**Document section:**
Tue 07 Jun 2022 by Kelly Valencia
The House of Commons held on debate on the growing violence in Nigeria following the attack to a Catholic church on Pentecost Sunday.
Unknown assailants attacked the congregation with guns and explosives during mass on 5th June – it left 22 people dead and 50 recovering from injuries.
Christian MP Fiona Bruce tabled an urgent question in the House of Commons to ask the government about their role in helping religious groups in Nigeria.
Bruce, who is also the Prime Minister’s Special Envoy for Freedom of Religion or Belief (FoRB), asked the Secretary of State for Foreign, Commonwealth and Development Affairs, Vicky Ford if she agreed the latest attacks are a “FoRB issue as the attacks are mainly on largely Christian communities?”
She continued: “Will she agree to meet the APPG delegation and me to hear how local faith actors and non-governmental organisations need more support to bring faith communities together? What can the Government do to support the Nigerian constitutional guarantee of freedom of religion and of freedom from discrimination? How does the Government’s partnership with Nigerian security forces and legal services support the apprehension of perpetrators and prevent increasing acts of impunity across Nigeria?”
In her response, Vicky Ford condemned the “heinous” attack and stressed “the importance of those responsible being brought to justice in accordance with the law”.
She also said the UK government is working “closely with religious leaders” and is also “liaising with the authorities in Ondo state to encourage a thorough investigation”.
Ford continued: “We are committed to defending freedom of religion or belief for all, and to promoting respect between different religious and non-religious communities.

**Entries drawn from a collection:**

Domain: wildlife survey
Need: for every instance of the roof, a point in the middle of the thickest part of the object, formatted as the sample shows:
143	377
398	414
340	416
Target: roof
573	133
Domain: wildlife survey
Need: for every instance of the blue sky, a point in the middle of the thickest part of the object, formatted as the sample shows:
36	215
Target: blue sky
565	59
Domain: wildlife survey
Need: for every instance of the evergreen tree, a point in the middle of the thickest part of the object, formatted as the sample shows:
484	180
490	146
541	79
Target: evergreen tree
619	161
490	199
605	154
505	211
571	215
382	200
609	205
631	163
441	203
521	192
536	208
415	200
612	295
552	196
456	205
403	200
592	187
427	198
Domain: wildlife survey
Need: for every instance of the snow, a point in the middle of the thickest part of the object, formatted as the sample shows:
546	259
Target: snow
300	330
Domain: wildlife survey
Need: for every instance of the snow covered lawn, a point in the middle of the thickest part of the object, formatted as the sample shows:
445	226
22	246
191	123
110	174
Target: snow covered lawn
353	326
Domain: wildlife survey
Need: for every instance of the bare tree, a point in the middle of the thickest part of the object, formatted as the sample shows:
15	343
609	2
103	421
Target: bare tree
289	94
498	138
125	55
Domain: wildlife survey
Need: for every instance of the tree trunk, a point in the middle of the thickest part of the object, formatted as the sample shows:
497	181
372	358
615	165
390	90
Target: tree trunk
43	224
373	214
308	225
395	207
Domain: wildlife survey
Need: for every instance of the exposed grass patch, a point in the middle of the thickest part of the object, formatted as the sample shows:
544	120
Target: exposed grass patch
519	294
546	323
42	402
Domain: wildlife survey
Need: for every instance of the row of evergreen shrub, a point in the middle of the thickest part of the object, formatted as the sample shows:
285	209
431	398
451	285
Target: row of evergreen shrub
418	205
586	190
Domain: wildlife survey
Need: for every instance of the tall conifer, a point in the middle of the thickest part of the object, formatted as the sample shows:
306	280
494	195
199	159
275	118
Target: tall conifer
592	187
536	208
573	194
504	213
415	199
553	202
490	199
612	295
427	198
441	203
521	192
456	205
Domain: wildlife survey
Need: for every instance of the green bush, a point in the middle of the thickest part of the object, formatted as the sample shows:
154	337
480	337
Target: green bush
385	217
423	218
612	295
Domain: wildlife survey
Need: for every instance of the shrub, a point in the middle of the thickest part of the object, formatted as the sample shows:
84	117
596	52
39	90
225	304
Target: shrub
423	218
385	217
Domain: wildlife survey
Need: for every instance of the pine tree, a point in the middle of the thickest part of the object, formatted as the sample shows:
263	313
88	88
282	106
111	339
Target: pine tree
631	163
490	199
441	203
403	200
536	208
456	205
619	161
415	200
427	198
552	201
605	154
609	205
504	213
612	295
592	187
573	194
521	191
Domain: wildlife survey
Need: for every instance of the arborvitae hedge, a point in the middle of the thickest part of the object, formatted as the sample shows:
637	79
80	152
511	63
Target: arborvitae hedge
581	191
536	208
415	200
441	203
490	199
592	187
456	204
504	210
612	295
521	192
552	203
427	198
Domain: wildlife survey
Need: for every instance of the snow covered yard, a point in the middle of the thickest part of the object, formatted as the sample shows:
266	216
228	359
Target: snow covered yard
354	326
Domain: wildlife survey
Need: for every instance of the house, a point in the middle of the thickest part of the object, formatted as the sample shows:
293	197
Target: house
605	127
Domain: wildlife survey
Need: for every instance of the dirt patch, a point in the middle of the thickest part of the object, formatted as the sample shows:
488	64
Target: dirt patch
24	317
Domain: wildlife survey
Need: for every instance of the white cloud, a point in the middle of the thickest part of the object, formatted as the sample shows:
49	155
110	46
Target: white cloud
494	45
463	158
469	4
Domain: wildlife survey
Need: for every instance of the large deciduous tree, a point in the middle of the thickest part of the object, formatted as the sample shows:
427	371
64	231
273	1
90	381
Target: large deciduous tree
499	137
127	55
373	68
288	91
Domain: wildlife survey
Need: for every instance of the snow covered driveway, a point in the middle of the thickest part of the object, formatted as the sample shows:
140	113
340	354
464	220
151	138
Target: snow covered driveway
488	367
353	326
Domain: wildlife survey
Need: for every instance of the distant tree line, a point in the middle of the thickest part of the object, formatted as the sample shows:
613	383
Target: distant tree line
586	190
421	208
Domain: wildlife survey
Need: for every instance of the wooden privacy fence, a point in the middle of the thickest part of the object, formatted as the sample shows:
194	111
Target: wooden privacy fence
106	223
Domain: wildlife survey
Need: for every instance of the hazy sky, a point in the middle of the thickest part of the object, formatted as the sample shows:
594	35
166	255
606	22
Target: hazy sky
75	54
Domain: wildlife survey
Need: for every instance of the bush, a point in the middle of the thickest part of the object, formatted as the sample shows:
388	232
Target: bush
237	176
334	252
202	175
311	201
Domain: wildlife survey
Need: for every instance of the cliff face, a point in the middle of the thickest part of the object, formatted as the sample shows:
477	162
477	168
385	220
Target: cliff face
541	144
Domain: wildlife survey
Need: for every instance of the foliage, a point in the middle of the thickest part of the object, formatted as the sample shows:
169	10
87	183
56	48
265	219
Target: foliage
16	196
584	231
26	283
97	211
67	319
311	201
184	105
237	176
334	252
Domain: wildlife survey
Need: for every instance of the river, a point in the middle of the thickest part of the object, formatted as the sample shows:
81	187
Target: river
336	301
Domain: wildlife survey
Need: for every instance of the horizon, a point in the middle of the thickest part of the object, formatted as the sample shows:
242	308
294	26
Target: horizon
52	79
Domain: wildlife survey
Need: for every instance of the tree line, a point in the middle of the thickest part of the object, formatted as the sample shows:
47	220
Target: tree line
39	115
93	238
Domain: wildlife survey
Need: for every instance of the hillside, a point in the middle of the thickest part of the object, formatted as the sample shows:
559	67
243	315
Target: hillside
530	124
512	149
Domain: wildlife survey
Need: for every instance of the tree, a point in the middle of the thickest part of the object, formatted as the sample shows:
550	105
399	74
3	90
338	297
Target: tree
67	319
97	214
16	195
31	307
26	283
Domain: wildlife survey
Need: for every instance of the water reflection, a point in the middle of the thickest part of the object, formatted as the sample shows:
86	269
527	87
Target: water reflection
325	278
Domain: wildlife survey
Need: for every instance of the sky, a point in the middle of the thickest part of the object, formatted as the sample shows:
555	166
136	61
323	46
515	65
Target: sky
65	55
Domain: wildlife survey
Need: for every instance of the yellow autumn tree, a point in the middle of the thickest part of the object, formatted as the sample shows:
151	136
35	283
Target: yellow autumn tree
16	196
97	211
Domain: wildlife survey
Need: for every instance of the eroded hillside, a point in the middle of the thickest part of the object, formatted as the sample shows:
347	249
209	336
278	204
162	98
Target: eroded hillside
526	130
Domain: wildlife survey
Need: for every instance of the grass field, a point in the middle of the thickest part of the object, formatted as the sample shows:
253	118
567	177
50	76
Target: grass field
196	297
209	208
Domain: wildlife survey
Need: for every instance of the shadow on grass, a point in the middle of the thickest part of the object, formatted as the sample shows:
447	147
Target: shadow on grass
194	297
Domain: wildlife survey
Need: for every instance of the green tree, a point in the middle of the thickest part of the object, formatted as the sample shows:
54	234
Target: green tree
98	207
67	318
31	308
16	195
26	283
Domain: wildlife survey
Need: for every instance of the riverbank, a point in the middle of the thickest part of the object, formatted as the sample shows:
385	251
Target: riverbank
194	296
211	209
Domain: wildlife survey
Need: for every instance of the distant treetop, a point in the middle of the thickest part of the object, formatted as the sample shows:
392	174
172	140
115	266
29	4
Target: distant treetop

**Requirement 1:** Translate this sentence from the article on the Commons debate about the Nigeria church attack into Spanish: "Unknown assailants attacked the congregation with guns and explosives during mass on 5th June – it left 22 people dead and 50 recovering from injuries."
**Requirement 2:** Pick up the article on the Commons debate about the Nigeria church attack after its last sentence and continue writing it.

**Output 1:** Unos atacantes desconocidos atacaron a la congregación con armas de fuego y explosivos durante la misa del 5 de junio; el ataque dejó 22 personas muertas y 50 recuperándose de sus heridas.

**Output 2:**
“We will continue to encourage the Nigerian Government to take urgent action to implement long-term solutions that address the root causes of such violence.”
Christian DUP Jim Shannon, also weight in in the debate, he asked the Secretary of State: “In the Minister’s discussions with the Nigerian Government, the state governors and the British high commissioner, is it clear that the duty of any Government is to protect their people first and foremost, to keep them safe from murder and to ensure their right to worship their God as they wish to do? What help can the UK Government give to the Nigerian Government and the military to combat terrorism in general, ever mindful that the military were involved in operations in 30 of the 36 states of Nigeria?”
Ford replied: “In terms of support, we have a number of programmes running in the country. We are working with the military on training, for example on human rights. I have heard that that has been making a difference. It is a very complex situation, but we stand ready to support where we can.”